Start of Provided passage
- Distressed office investment volume reached $4.3B in 2025, the highest level since 2016, with 168 properties trading hands—a 31% year-over-year increase.
- Private buyers dominated the market, accounting for 55.3% of all transactions.
- The New York City metro led the way with $1.1B in distressed office deals as investors bet on leasing market recovery.
- A post-pandemic shift toward hybrid work and falling valuations accelerated defaults and lender takebacks, creating buying opportunities.
Market Recap
Distressed office investment volumes surged in 2025, totaling more than $4.3B—marking the sector’s busiest year in a decade and surpassing previous highs seen in both 2016 and 2024. According to Colliers, the total number of office buildings sold under distress jumped 31.3% from the prior year to 168 assets, aligning with the 10-year average.
Leading The Way
Private capital drove the bulk of acquisitions, representing 55.3% of all deals. Investors were particularly active in the New York City metro area, which notched $1.1B in distressed sales as buyers sought upside in a recovering leasing environment. However, investor hesitation remains in parts of the office market. Net lease segments, in particular, continue to see slowed transaction volume due to uncertainty over long-term occupancy.
From Pandemic Lows To Repositioning Plays
Office demand collapsed between 2020 and 2021, as remote-first work models became entrenched and occupancy dropped to historic lows. By 2024, companies reevaluated the productivity of remote work. Many saw limits to collaboration and culture in remote-only setups. As a result, more employers issued return-to-office mandates. Office attendance began to climb, especially in premium Class A-plus buildings. These top-tier spaces reached 78% of pre-pandemic occupancy, outpacing the broader market.

The Opportunity In Distress
As office values declined and debt burdens grew heavier, mortgage defaults and lender takebacks became more common. Buyers capitalized on discounted pricing, with many seeing upside in repositioning efforts—from cosmetic upgrades to full-scale conversions of obsolete space.
What’s Next
With distressed sales now setting new pricing benchmarks, investors and developers are deploying capital not just to stabilize assets, but to reimagine them for a more flexible and hybrid future. Expect this trend to continue as cities and investors adapt to post-pandemic demand realities.
End of Provided passage
Start of Records supplied
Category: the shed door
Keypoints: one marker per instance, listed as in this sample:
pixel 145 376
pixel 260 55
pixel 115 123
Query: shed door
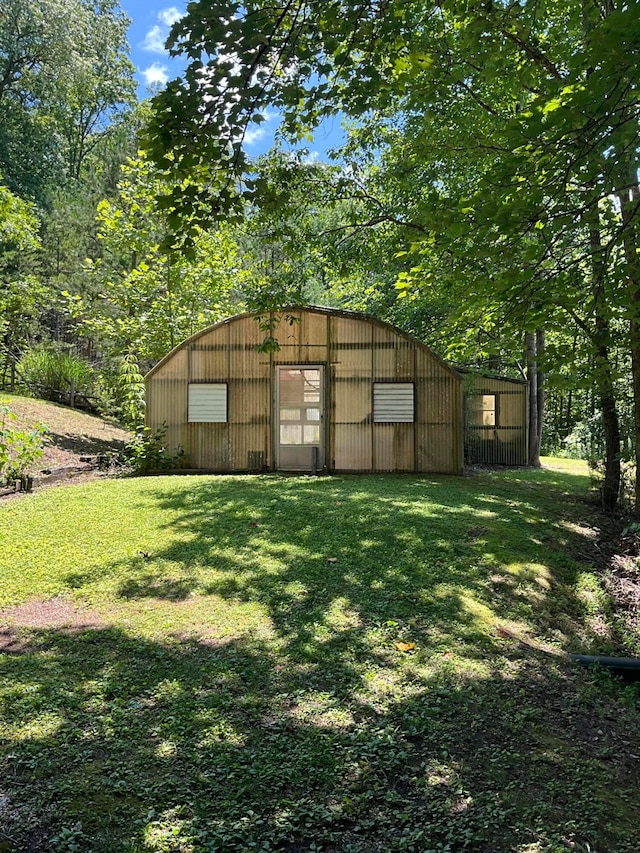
pixel 300 419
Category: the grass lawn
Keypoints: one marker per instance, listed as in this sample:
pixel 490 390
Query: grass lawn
pixel 343 664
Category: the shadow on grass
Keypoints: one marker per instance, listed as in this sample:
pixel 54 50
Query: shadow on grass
pixel 115 744
pixel 442 559
pixel 85 444
pixel 319 733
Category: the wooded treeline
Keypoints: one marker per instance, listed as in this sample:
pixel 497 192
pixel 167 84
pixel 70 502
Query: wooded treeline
pixel 486 198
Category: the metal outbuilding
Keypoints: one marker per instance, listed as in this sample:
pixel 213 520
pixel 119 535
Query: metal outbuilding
pixel 341 391
pixel 496 420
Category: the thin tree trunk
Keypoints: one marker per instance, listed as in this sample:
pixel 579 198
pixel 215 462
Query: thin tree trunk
pixel 541 394
pixel 629 204
pixel 610 423
pixel 532 375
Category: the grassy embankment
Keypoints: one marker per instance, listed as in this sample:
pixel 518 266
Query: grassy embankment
pixel 299 664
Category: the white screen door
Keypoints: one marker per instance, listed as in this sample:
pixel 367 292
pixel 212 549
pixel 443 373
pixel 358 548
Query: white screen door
pixel 300 411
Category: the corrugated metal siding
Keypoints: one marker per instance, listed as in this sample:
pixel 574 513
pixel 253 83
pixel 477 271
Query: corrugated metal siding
pixel 207 403
pixel 357 351
pixel 506 443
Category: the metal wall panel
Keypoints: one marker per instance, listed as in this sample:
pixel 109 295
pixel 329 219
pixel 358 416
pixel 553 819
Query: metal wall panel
pixel 506 442
pixel 357 351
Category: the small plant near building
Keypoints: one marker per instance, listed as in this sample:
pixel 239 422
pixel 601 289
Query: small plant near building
pixel 146 452
pixel 19 449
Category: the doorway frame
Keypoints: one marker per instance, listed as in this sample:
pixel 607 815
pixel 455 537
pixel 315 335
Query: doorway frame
pixel 319 460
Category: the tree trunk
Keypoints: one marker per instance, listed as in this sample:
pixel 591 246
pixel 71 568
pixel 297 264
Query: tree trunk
pixel 541 394
pixel 611 426
pixel 532 376
pixel 629 205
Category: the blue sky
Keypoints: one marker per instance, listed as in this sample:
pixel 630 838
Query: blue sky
pixel 149 29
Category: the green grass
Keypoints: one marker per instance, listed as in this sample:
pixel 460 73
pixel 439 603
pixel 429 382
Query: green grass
pixel 245 690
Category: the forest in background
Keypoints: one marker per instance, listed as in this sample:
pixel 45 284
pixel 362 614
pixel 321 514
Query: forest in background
pixel 486 198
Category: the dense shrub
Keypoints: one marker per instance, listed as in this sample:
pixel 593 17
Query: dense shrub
pixel 51 370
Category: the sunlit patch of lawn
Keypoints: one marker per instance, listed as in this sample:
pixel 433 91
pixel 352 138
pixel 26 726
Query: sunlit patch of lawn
pixel 298 664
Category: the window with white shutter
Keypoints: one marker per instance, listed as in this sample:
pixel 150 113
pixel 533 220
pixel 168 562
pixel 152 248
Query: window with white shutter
pixel 393 402
pixel 208 403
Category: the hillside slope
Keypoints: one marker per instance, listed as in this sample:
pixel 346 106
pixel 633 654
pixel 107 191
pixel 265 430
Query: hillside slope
pixel 73 434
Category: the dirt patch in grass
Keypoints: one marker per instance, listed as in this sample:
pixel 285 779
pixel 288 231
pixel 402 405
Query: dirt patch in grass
pixel 56 613
pixel 73 435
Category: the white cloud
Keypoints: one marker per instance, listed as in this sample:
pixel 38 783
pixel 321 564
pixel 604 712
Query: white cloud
pixel 155 39
pixel 252 135
pixel 155 75
pixel 169 15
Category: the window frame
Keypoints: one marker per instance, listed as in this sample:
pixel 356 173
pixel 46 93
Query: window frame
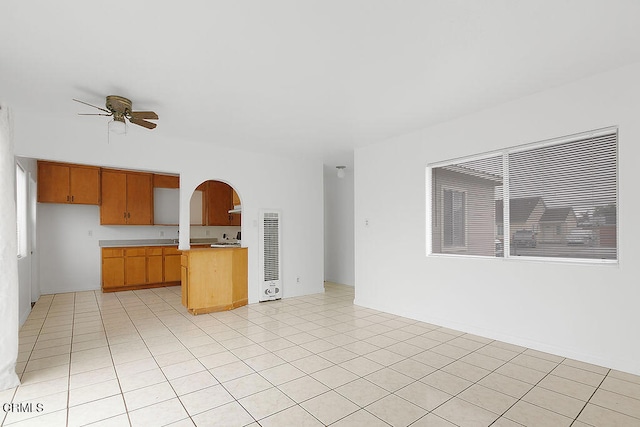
pixel 504 153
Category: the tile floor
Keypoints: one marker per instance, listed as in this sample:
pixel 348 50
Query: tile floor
pixel 138 358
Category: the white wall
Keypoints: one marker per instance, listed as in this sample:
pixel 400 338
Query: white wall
pixel 338 227
pixel 28 282
pixel 293 185
pixel 587 312
pixel 8 255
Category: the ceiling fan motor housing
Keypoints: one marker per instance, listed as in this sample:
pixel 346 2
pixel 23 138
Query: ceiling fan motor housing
pixel 119 106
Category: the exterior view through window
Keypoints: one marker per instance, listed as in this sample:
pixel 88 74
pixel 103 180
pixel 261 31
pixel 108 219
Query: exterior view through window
pixel 555 199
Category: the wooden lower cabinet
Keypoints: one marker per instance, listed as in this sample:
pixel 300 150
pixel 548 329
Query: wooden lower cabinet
pixel 112 269
pixel 171 265
pixel 140 267
pixel 214 279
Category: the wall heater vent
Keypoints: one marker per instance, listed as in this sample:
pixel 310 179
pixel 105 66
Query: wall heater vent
pixel 270 238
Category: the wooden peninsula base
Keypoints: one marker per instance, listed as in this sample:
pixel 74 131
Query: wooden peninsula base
pixel 214 279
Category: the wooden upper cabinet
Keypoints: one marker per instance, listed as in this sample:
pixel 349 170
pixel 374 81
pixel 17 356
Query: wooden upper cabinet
pixel 113 209
pixel 127 198
pixel 139 199
pixel 66 183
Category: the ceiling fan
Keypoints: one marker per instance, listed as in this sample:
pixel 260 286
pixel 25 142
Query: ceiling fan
pixel 121 108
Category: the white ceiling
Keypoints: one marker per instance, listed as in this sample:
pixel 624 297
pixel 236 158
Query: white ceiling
pixel 299 76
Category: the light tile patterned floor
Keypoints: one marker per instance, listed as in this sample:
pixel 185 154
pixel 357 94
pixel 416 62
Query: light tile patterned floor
pixel 138 358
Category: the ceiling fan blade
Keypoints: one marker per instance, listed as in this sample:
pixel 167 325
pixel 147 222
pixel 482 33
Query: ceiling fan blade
pixel 142 123
pixel 91 105
pixel 144 115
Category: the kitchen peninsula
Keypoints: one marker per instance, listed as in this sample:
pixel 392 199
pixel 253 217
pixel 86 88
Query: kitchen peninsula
pixel 214 279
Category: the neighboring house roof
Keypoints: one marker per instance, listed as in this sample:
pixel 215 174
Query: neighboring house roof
pixel 556 214
pixel 519 209
pixel 494 179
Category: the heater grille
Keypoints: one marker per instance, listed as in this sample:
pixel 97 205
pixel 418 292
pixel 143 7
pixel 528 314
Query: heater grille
pixel 271 246
pixel 270 235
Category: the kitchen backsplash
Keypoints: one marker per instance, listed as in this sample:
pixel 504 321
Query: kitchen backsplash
pixel 201 232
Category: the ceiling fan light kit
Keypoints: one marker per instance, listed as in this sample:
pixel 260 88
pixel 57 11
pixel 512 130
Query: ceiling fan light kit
pixel 121 108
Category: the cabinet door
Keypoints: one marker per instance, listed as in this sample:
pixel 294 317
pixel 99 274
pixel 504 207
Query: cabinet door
pixel 139 199
pixel 135 270
pixel 172 268
pixel 112 272
pixel 84 185
pixel 184 278
pixel 53 183
pixel 219 201
pixel 113 210
pixel 154 269
pixel 235 219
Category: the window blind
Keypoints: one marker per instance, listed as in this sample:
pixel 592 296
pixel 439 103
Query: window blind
pixel 565 195
pixel 561 201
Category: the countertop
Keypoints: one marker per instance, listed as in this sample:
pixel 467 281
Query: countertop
pixel 152 242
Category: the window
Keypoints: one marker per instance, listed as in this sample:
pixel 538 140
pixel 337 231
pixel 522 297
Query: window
pixel 454 218
pixel 21 210
pixel 554 199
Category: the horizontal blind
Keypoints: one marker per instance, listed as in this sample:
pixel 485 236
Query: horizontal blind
pixel 563 199
pixel 464 198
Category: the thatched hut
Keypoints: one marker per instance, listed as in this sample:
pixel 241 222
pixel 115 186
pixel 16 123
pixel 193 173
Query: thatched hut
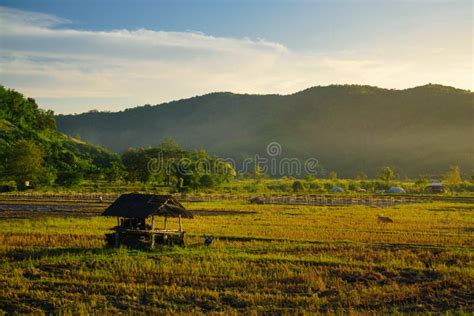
pixel 136 225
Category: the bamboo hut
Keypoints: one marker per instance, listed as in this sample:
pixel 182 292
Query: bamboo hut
pixel 137 220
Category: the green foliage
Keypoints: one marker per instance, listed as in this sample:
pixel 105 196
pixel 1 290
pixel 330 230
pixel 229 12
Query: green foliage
pixel 453 176
pixel 24 162
pixel 298 186
pixel 32 150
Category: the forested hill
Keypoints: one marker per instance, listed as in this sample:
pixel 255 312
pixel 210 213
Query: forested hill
pixel 348 128
pixel 31 148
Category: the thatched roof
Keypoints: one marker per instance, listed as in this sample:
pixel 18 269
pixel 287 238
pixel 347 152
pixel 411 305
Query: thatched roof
pixel 135 205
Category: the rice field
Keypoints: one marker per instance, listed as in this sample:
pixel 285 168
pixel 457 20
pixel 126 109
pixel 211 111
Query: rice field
pixel 283 259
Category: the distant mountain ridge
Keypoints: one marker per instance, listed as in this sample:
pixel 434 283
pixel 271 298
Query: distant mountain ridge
pixel 348 128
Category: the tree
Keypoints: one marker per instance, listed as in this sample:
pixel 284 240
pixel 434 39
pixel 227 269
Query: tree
pixel 453 176
pixel 298 186
pixel 386 174
pixel 24 161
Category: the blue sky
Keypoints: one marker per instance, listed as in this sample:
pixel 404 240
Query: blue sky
pixel 74 56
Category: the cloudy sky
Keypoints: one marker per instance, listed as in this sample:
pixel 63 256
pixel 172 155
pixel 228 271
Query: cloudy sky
pixel 74 56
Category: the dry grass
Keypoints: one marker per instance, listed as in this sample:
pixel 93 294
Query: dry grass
pixel 267 258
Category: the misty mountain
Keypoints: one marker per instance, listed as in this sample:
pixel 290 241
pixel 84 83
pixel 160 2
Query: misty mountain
pixel 348 128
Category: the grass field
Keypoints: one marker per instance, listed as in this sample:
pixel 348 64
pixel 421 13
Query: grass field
pixel 286 259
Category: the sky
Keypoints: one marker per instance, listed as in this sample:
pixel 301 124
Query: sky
pixel 74 56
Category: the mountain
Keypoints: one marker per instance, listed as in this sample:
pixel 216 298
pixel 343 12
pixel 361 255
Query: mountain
pixel 348 128
pixel 31 148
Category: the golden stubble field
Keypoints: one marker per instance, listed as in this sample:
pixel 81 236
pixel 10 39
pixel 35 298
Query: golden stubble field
pixel 285 259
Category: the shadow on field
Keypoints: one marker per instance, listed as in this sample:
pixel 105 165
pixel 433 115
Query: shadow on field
pixel 452 209
pixel 20 254
pixel 220 213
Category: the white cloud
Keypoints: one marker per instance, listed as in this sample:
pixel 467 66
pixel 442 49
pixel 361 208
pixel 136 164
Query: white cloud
pixel 76 70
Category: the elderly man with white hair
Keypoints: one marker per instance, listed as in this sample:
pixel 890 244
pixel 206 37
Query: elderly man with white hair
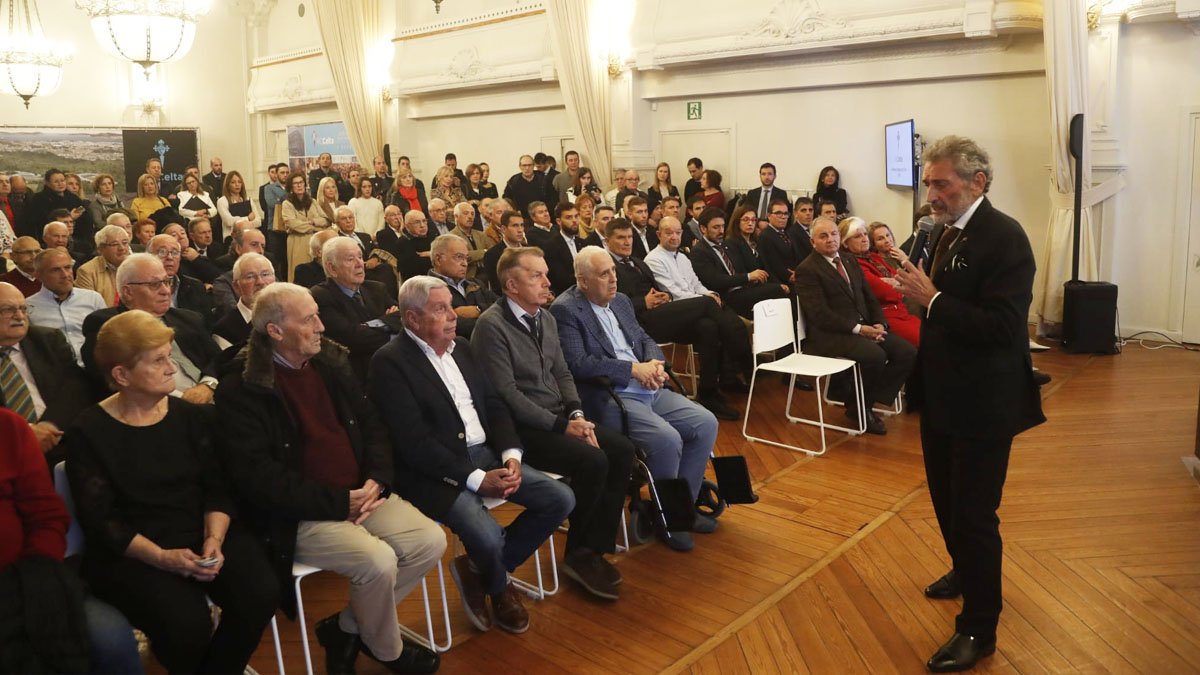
pixel 315 467
pixel 60 304
pixel 358 312
pixel 251 274
pixel 313 272
pixel 100 273
pixel 144 285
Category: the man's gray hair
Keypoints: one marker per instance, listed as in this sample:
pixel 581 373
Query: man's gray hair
pixel 442 243
pixel 318 239
pixel 245 260
pixel 271 304
pixel 132 266
pixel 967 156
pixel 585 261
pixel 415 293
pixel 103 233
pixel 333 248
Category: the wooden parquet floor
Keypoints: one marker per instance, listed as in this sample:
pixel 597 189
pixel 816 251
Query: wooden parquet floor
pixel 825 574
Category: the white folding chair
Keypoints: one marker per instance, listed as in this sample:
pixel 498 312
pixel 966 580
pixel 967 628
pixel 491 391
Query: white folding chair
pixel 773 330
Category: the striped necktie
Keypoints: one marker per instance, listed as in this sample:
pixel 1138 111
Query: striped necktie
pixel 16 394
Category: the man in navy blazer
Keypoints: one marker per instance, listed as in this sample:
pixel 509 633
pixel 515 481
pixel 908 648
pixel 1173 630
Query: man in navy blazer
pixel 601 338
pixel 455 446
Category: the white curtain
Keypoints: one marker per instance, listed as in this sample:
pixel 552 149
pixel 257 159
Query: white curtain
pixel 583 79
pixel 1065 25
pixel 348 29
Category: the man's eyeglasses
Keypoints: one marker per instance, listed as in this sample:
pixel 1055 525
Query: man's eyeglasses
pixel 154 285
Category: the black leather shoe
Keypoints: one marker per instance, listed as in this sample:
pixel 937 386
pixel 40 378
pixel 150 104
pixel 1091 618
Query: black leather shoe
pixel 413 658
pixel 341 647
pixel 960 653
pixel 945 589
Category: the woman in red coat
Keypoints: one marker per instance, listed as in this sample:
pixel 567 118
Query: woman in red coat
pixel 880 273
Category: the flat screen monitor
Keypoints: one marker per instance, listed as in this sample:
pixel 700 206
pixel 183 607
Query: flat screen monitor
pixel 898 143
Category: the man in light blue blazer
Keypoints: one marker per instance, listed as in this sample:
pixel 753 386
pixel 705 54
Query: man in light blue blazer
pixel 601 338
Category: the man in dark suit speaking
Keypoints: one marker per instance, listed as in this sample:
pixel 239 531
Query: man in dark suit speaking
pixel 973 382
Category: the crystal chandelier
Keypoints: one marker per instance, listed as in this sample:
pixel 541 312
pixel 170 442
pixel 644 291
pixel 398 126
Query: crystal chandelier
pixel 29 64
pixel 145 31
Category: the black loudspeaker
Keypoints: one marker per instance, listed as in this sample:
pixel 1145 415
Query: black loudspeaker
pixel 1090 317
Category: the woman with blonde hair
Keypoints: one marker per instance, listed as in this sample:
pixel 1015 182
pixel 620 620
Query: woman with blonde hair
pixel 880 275
pixel 301 217
pixel 155 509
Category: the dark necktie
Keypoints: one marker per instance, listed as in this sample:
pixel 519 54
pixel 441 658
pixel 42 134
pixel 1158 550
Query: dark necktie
pixel 16 394
pixel 841 269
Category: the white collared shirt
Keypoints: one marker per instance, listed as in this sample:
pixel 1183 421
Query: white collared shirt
pixel 448 371
pixel 675 273
pixel 67 316
pixel 18 358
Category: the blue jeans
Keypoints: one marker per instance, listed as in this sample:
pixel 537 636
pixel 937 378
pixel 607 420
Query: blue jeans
pixel 676 432
pixel 498 550
pixel 113 647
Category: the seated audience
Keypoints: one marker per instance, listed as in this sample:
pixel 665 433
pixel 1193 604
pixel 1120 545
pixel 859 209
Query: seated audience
pixel 511 237
pixel 727 264
pixel 144 285
pixel 24 275
pixel 469 297
pixel 234 204
pixel 561 248
pixel 100 273
pixel 357 312
pixel 601 338
pixel 367 209
pixel 723 348
pixel 34 523
pixel 151 500
pixel 828 189
pixel 880 275
pixel 301 217
pixel 60 304
pixel 312 461
pixel 557 436
pixel 41 381
pixel 251 274
pixel 245 240
pixel 313 272
pixel 186 292
pixel 477 242
pixel 850 324
pixel 455 444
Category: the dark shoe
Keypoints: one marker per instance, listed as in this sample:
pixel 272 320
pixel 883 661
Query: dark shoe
pixel 960 653
pixel 679 541
pixel 341 647
pixel 587 568
pixel 509 610
pixel 717 405
pixel 471 587
pixel 413 658
pixel 945 589
pixel 705 524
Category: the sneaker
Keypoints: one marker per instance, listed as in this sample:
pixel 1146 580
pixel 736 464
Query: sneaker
pixel 510 611
pixel 471 589
pixel 586 567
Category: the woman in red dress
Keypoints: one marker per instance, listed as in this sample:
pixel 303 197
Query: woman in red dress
pixel 880 273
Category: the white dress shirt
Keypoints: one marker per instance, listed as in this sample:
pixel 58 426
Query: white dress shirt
pixel 673 272
pixel 448 370
pixel 67 316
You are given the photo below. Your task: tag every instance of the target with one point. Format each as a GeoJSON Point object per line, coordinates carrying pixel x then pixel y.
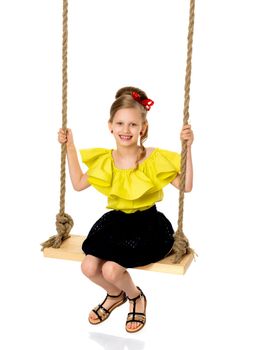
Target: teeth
{"type": "Point", "coordinates": [125, 137]}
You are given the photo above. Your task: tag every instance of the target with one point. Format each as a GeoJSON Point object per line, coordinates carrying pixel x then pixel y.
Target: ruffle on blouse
{"type": "Point", "coordinates": [154, 173]}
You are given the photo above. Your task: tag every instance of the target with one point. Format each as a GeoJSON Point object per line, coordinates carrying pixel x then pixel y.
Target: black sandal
{"type": "Point", "coordinates": [102, 313]}
{"type": "Point", "coordinates": [134, 316]}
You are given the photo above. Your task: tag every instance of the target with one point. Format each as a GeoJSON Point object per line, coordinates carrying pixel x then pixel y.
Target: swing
{"type": "Point", "coordinates": [70, 245]}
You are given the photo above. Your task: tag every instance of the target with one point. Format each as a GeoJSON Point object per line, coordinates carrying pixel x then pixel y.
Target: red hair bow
{"type": "Point", "coordinates": [147, 103]}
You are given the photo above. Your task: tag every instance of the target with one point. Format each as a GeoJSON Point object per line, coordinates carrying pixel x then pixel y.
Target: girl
{"type": "Point", "coordinates": [133, 233]}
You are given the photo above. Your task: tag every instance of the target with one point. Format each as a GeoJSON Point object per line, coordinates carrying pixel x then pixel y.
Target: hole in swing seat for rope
{"type": "Point", "coordinates": [71, 250]}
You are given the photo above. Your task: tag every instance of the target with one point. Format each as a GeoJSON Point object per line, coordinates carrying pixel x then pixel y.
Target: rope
{"type": "Point", "coordinates": [181, 244]}
{"type": "Point", "coordinates": [64, 222]}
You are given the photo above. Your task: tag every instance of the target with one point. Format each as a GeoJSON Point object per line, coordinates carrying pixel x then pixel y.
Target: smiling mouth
{"type": "Point", "coordinates": [125, 137]}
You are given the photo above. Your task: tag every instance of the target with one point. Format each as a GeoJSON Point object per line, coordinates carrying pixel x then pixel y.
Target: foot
{"type": "Point", "coordinates": [101, 312]}
{"type": "Point", "coordinates": [137, 313]}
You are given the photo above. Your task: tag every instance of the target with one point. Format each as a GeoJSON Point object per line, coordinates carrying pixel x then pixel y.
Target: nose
{"type": "Point", "coordinates": [126, 128]}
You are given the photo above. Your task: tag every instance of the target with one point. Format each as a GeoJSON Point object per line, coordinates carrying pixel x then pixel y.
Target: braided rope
{"type": "Point", "coordinates": [64, 221]}
{"type": "Point", "coordinates": [181, 244]}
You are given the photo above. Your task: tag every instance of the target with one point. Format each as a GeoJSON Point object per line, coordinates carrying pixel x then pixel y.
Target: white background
End of Records supplied
→ Required work:
[1] From the article on distressed office sales, retype the passage from "- A post-pandemic" to "the 10-year average.".
[2] List every section heading in the article on distressed office sales, in the order they appear.

→ Answers by item number:
[1]
- A post-pandemic shift toward hybrid work and falling valuations accelerated defaults and lender takebacks, creating buying opportunities.
Market Recap
Distressed office investment volumes surged in 2025, totaling more than $4.3B—marking the sector’s busiest year in a decade and surpassing previous highs seen in both 2016 and 2024. According to Colliers, the total number of office buildings sold under distress jumped 31.3% from the prior year to 168 assets, aligning with the 10-year average.

[2]
Market Recap
Leading The Way
From Pandemic Lows To Repositioning Plays
The Opportunity In Distress
What's Next